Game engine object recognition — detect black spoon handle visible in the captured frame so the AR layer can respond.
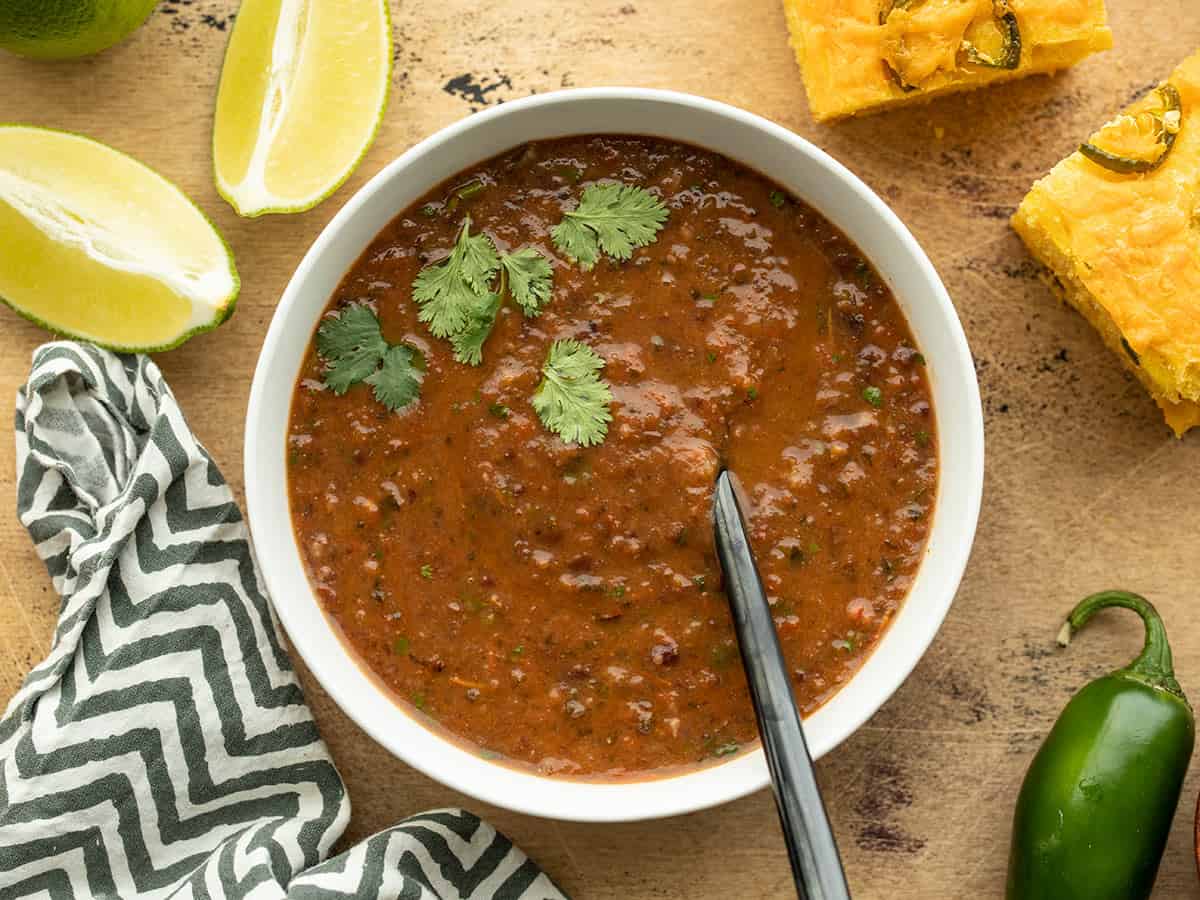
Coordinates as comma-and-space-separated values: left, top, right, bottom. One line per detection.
○ ○ ○ ○
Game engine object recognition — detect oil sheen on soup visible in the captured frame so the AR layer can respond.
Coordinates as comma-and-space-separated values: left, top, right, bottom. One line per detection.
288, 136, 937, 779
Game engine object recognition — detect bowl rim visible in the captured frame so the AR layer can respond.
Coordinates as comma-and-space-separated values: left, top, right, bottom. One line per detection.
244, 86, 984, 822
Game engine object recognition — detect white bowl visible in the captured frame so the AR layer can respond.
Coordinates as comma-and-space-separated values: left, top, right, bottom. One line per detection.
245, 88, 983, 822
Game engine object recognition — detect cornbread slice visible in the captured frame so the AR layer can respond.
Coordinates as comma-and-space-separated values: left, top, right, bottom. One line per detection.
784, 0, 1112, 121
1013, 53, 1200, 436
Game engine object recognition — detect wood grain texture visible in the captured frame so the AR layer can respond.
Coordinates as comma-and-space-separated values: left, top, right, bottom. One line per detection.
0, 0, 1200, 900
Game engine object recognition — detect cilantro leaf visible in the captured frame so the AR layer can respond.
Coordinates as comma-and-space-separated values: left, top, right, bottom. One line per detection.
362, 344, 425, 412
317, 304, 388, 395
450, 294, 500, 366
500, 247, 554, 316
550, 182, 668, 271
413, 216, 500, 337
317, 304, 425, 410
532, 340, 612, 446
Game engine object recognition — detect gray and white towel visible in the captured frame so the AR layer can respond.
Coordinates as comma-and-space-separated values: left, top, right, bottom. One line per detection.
○ ○ ○ ○
(EXERCISE INSTRUCTIONS): Write the records between the line containing "Game engine object recognition — detect bowl" and the line containing "245, 88, 983, 822", inclusive, as a JSON list of strings, one string per line, with blank lines omitted.

(RESULT):
[
  "Game engine object recognition — detect bowl rim visible in the captured frame so the AR layer can respond.",
  "Coordinates as comma-and-space-separated values: left, top, right, bottom. One line per detection.",
  "244, 86, 984, 822",
  "Game engine object recognition — detect white bowl visible in the captured frame so the AR layer can respond.",
  "Coordinates as comma-and-space-separated values: left, top, right, bottom. One line per detection.",
  "245, 88, 983, 822"
]